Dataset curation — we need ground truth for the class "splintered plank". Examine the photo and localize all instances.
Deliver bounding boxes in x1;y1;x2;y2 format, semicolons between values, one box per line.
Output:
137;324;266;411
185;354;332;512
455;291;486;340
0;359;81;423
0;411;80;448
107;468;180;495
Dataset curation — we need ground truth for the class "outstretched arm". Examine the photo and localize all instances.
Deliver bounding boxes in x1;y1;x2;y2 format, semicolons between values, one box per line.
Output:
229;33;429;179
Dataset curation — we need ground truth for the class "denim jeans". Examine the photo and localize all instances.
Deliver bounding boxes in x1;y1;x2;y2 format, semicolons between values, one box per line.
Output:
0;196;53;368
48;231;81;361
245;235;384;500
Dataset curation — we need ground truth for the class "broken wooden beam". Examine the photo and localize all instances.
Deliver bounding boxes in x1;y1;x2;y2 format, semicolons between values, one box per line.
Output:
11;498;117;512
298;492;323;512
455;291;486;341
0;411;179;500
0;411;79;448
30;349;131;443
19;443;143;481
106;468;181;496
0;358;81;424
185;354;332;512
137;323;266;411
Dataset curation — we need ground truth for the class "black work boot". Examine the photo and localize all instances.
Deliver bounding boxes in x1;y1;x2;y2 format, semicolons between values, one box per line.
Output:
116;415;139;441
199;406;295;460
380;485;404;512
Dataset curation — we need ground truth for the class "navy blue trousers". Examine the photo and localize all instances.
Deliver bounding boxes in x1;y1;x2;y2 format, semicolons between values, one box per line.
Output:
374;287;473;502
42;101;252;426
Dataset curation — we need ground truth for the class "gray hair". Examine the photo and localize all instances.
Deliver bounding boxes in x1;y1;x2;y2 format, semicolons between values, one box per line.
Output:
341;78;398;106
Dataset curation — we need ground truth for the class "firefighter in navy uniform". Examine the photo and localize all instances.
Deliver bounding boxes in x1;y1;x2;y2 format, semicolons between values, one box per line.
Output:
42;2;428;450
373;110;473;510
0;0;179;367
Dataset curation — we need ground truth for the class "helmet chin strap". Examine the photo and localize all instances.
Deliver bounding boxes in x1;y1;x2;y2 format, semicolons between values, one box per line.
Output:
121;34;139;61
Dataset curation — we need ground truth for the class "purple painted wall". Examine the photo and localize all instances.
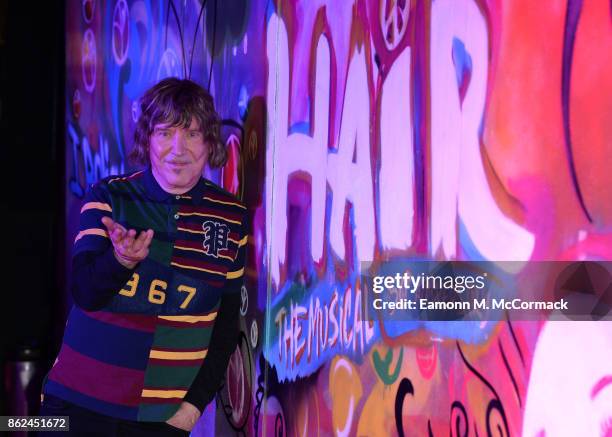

^^^^

» **YOUR TASK**
Reproduce the entries from the beginning through the line with "229;33;429;179", swapping every "Deliver" for "Provide" and leaving everything else unchanged.

» **FINISHED TASK**
Dataset curation — we need ground truth for the class "splintered plank". Examine the photo and localize all instances.
Provide bounding boxes in x1;y1;x2;y2 format, semicolons between values, one box per line.
Output:
137;324;266;411
185;354;332;512
455;291;486;340
0;359;81;423
0;411;80;448
107;468;180;495
Dataset curation — we need ground truth for the class "outstretched arm". Examine the photo and localize all instances.
Provide bounding boxes in x1;y1;x2;y2 format, semicolons between values, one box per line.
Output:
229;33;429;179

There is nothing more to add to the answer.